INFORMATION PROVIDED.
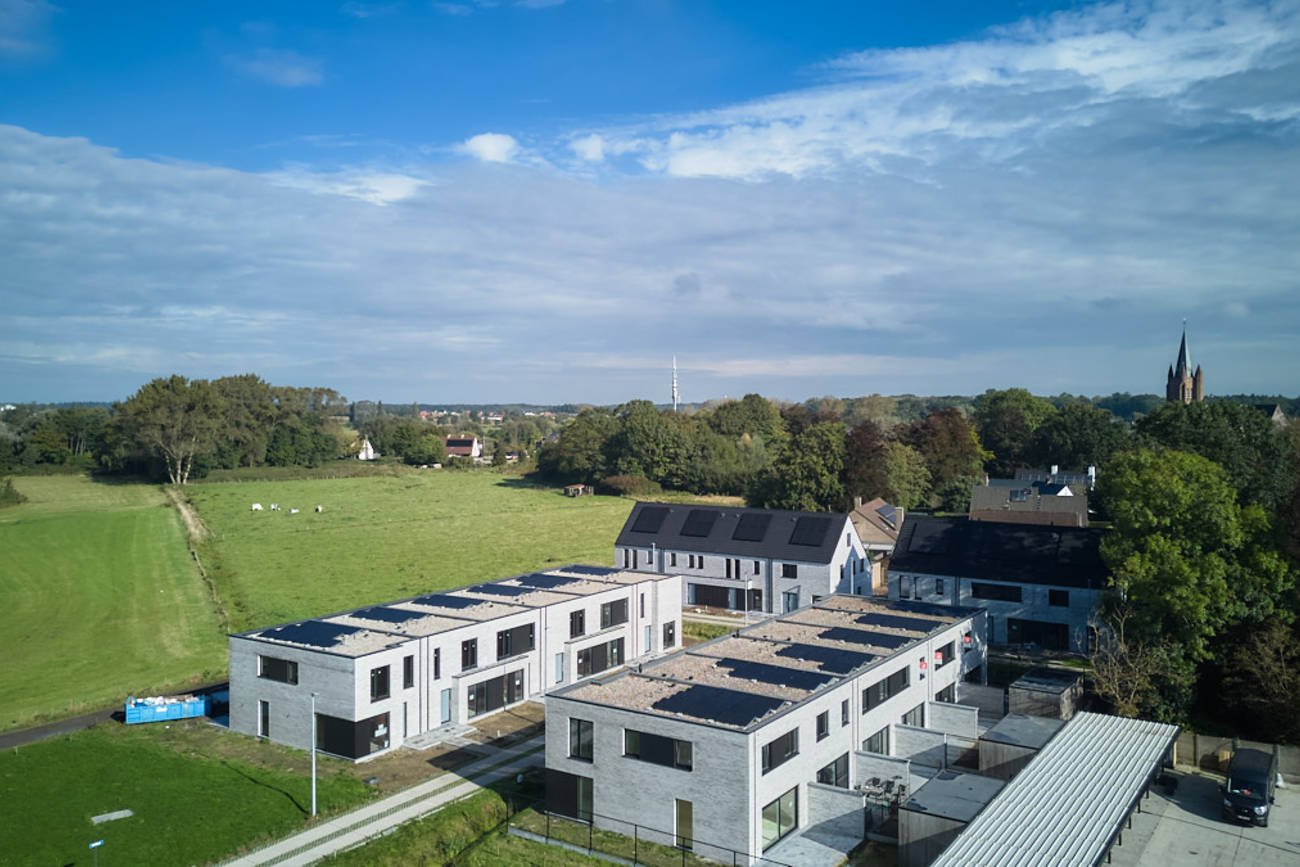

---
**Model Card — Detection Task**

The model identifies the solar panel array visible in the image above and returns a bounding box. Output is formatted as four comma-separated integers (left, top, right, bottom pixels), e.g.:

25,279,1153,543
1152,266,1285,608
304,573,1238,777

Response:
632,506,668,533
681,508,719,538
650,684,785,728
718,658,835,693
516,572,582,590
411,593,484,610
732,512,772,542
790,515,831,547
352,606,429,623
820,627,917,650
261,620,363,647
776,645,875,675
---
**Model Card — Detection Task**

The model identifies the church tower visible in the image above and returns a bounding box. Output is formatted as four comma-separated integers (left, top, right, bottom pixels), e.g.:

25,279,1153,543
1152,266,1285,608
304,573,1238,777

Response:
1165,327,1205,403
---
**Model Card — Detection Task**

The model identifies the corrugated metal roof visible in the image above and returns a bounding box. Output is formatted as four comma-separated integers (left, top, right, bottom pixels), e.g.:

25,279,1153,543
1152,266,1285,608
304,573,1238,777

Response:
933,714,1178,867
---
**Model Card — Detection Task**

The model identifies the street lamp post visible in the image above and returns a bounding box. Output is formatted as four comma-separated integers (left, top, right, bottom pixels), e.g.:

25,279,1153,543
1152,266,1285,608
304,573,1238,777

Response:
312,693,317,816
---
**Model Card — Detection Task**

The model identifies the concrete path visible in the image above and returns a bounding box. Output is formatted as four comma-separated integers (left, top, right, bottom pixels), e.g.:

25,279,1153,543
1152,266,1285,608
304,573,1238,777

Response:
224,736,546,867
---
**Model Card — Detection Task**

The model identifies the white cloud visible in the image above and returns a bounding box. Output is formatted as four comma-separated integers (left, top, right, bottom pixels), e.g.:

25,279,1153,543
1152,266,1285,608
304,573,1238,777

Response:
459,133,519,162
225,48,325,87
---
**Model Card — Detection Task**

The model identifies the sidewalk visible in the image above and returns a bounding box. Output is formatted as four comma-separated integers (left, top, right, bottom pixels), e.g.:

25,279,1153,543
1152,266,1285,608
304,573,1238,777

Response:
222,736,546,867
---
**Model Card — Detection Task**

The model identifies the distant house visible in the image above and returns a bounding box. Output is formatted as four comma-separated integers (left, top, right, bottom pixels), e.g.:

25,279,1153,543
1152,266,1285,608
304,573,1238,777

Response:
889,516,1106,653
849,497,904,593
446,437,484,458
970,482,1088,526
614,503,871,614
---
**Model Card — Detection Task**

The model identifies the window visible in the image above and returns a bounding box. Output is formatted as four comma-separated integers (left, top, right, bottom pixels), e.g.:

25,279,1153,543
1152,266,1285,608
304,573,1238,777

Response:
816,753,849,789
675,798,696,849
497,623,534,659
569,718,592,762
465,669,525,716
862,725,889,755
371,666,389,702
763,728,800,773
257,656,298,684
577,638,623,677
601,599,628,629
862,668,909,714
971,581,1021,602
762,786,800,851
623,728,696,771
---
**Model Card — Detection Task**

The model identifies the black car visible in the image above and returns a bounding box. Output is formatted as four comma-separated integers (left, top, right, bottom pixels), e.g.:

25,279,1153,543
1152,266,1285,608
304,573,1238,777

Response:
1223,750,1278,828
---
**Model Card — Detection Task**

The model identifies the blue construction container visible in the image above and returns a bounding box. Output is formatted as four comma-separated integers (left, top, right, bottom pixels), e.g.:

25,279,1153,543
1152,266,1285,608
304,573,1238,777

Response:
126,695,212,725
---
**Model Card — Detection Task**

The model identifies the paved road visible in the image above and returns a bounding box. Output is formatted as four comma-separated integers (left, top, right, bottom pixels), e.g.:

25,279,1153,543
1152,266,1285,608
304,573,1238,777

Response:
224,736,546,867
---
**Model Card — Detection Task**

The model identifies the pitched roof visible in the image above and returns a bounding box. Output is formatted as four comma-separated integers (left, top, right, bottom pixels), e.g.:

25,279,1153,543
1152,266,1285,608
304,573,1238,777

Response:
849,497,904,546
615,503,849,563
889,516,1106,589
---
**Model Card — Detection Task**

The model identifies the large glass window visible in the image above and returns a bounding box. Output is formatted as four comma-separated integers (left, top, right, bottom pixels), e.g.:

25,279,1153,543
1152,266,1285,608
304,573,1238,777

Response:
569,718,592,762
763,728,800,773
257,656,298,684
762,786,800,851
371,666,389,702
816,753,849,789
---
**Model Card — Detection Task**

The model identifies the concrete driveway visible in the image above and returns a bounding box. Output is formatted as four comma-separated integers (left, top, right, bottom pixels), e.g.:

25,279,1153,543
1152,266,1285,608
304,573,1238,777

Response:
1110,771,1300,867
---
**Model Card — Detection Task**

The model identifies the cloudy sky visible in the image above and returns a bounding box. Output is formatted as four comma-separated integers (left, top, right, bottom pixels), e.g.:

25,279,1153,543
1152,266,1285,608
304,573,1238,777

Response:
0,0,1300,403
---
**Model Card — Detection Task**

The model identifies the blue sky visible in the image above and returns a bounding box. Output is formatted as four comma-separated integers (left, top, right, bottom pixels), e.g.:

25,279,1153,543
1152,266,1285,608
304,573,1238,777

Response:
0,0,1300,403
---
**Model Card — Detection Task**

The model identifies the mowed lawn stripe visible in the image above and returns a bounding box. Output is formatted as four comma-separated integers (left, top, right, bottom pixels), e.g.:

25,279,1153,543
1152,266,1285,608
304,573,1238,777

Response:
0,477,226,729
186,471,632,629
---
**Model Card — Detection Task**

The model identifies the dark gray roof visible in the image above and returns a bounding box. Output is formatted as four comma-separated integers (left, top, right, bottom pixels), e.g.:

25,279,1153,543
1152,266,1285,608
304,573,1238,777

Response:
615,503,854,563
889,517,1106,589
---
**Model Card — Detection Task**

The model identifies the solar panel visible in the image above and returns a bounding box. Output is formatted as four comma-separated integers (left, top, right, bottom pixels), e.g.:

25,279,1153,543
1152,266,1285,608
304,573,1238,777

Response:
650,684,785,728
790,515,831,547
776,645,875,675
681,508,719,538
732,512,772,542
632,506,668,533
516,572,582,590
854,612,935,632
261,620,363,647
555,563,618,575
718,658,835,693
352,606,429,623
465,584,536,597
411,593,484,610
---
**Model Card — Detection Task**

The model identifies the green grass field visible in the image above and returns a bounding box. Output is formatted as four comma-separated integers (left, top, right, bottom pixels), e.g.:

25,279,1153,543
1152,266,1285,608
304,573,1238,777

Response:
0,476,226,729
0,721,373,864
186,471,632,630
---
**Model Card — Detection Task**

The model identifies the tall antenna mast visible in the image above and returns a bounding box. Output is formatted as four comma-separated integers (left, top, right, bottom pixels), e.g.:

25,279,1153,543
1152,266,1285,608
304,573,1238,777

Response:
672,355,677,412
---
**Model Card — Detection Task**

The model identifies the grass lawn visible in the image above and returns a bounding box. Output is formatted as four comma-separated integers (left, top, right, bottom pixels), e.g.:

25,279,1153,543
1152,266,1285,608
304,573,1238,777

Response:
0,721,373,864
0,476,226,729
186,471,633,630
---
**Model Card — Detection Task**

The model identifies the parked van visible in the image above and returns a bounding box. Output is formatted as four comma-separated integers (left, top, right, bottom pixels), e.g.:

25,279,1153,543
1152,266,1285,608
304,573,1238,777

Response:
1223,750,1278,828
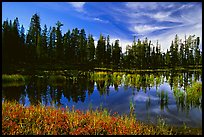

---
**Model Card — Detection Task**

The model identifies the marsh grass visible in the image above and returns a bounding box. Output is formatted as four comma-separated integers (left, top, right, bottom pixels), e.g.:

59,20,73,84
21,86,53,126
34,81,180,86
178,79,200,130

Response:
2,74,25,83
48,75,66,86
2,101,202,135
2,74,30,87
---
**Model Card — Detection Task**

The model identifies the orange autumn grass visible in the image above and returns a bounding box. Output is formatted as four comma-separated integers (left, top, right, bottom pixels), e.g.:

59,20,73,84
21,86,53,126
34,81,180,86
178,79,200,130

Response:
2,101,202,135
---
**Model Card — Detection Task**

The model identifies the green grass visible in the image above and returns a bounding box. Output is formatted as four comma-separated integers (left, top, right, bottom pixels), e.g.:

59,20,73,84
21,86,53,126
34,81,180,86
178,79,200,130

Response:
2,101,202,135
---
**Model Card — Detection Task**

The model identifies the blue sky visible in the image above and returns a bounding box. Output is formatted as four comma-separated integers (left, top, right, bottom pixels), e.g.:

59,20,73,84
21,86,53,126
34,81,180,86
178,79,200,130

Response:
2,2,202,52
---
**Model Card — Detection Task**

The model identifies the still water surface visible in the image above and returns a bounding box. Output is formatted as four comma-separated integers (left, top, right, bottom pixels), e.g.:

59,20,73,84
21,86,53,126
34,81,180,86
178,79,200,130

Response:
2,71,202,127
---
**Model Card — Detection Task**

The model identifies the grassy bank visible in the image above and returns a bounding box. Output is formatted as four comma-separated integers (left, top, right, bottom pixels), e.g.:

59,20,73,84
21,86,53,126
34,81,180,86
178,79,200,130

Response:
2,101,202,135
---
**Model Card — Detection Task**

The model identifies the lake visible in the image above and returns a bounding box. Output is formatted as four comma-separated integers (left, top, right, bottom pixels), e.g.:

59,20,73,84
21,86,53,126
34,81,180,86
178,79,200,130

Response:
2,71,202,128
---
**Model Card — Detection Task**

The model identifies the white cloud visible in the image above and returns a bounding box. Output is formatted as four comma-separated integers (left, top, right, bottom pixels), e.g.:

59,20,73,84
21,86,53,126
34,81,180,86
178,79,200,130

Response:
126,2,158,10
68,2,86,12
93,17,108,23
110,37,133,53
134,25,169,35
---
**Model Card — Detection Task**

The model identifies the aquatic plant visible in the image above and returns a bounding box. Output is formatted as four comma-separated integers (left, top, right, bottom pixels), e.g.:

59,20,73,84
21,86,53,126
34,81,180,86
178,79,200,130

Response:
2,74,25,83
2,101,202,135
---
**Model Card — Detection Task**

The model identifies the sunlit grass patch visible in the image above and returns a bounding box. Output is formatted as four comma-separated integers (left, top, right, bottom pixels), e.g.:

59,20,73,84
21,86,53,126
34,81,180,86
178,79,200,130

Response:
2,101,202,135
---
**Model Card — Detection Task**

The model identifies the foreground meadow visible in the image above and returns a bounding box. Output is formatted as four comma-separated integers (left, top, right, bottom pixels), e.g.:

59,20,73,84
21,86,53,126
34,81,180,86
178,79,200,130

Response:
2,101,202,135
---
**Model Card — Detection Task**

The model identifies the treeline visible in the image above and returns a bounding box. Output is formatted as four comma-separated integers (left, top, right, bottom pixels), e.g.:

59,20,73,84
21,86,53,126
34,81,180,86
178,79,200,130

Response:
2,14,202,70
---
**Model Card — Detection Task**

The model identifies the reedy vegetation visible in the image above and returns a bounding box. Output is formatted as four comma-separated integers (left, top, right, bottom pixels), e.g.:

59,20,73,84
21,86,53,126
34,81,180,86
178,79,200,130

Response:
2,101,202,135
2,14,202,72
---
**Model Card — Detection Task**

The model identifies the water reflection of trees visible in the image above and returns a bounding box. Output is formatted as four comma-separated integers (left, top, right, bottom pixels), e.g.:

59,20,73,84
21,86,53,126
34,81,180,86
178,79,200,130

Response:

GIVEN REQUEST.
Write out the entries word for word, from the start of the entries through the line containing "1165,327,1205,403", including both ends. Leave the pictures out of your answer.

IN RESPONSE.
---
**Model Card — Detection Task**

The model identifies the solar panel array visible in the image above and returns a bounding box. Output is formatted as four comma-separated integers (left, top, right, bottom pixels), e.g.:

25,279,1153,543
1152,266,1285,608
304,573,1238,777

Response:
632,506,668,533
681,508,719,538
650,684,785,728
718,658,835,693
516,572,582,590
411,593,484,610
732,512,772,542
790,515,831,547
352,606,429,623
820,627,917,650
261,620,363,647
776,645,875,675
---
**Model Card — Detection Task**

The model identifies the church tower visible in the image above and returns a bounding box. Output is formatted as four comma-separated integers (left, top, right, bottom pixels), e.g.:

25,279,1153,543
1152,266,1285,608
304,573,1238,777

Response:
1165,327,1205,403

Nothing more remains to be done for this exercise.